Exercise objective:
Some lines of these records may hold the word "compartment"; state how many, using only the number.

Extracted entries:
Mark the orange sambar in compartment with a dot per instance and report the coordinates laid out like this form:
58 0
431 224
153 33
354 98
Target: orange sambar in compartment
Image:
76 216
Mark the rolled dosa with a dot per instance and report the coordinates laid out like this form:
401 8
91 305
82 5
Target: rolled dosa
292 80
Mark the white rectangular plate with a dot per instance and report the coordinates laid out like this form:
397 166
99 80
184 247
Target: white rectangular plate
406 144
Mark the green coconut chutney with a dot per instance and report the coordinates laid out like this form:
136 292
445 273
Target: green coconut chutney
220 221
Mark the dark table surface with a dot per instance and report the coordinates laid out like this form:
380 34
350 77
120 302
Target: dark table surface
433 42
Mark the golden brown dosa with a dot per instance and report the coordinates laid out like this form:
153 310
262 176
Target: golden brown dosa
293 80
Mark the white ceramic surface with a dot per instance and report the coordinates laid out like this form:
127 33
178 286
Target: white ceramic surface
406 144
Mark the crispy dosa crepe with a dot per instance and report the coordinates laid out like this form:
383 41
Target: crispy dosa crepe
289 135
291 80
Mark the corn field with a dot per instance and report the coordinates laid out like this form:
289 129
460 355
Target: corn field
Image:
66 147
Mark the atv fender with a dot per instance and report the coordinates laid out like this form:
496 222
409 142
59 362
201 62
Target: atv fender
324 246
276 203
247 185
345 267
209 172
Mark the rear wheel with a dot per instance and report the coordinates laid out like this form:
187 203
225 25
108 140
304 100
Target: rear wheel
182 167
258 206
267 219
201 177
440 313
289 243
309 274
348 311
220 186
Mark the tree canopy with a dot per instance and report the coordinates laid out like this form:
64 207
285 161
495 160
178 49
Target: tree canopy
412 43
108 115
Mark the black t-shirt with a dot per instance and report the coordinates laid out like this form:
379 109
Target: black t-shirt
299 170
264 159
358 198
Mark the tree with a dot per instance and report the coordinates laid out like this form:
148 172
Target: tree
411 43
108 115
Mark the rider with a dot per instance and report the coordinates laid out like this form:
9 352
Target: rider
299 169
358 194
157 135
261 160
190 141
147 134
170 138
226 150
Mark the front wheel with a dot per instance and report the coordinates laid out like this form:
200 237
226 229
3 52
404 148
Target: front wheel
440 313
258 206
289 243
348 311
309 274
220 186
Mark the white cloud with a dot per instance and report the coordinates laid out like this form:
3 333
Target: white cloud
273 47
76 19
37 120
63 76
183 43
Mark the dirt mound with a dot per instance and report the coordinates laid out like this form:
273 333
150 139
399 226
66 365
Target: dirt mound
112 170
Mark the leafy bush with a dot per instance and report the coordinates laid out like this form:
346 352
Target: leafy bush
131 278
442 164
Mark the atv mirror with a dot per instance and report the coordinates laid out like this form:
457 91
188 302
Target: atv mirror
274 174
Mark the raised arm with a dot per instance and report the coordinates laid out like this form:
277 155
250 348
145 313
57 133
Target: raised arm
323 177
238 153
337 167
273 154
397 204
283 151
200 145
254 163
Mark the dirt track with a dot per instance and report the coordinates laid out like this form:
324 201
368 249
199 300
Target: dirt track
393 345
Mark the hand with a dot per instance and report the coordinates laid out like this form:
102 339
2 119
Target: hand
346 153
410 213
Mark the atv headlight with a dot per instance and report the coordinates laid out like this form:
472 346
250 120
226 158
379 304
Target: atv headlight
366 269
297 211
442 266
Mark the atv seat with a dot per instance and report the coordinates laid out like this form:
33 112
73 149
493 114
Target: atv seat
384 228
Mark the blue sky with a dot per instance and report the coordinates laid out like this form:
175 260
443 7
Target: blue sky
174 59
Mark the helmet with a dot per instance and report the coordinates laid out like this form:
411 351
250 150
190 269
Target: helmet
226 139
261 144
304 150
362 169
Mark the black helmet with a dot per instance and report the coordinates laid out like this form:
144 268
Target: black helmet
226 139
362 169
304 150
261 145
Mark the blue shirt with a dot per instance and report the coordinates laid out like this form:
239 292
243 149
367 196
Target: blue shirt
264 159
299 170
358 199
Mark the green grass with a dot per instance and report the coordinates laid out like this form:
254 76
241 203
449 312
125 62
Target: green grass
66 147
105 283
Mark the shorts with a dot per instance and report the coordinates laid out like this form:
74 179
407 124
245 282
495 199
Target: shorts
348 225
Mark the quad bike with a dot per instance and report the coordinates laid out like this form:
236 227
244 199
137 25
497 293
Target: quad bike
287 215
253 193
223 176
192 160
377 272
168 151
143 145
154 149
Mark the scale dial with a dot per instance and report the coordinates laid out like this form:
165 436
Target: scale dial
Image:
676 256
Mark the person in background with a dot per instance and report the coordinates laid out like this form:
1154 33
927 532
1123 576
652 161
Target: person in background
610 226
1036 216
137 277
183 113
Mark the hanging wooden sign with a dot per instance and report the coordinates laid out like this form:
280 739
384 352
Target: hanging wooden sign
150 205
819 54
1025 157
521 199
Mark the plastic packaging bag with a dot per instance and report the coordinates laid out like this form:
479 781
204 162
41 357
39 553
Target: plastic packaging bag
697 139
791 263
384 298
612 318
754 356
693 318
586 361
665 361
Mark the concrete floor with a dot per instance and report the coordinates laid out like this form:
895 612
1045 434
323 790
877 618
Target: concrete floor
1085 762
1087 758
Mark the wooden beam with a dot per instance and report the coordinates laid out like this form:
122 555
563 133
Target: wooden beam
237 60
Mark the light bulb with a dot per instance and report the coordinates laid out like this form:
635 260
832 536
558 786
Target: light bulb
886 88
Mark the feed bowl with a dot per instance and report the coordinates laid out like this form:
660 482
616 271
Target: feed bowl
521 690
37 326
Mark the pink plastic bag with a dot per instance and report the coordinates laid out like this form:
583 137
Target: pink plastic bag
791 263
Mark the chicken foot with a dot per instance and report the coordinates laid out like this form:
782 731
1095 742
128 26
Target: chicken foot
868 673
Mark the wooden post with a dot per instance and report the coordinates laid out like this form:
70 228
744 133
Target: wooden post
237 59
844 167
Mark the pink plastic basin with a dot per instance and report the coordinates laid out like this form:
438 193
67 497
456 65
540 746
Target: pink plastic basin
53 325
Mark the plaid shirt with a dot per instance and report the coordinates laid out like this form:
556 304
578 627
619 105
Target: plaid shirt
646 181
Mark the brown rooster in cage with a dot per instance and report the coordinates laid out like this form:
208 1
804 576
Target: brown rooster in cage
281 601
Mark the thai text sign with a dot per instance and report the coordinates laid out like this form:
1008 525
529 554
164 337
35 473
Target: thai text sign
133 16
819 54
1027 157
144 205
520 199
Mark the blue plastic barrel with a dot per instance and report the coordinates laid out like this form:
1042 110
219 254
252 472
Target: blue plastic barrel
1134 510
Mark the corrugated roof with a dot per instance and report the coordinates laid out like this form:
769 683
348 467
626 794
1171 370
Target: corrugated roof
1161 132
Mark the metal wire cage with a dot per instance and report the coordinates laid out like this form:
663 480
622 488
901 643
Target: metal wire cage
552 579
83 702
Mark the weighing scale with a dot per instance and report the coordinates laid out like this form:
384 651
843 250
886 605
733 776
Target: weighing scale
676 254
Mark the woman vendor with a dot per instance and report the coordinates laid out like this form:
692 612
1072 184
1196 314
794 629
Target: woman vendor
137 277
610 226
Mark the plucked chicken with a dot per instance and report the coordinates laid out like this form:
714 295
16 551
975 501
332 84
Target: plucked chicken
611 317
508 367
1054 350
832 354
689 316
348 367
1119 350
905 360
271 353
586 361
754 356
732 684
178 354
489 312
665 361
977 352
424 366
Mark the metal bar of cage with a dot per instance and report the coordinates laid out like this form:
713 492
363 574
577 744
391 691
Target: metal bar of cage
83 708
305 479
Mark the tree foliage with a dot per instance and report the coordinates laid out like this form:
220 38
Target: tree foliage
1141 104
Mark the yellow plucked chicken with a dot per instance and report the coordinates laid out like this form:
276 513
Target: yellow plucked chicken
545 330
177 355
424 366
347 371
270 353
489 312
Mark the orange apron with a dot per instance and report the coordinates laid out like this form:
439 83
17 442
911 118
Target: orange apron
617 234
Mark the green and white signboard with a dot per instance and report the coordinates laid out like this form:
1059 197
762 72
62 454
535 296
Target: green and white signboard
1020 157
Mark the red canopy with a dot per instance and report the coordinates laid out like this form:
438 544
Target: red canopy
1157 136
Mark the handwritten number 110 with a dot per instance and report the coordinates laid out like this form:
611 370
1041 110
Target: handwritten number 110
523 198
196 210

Answer for this exercise:
2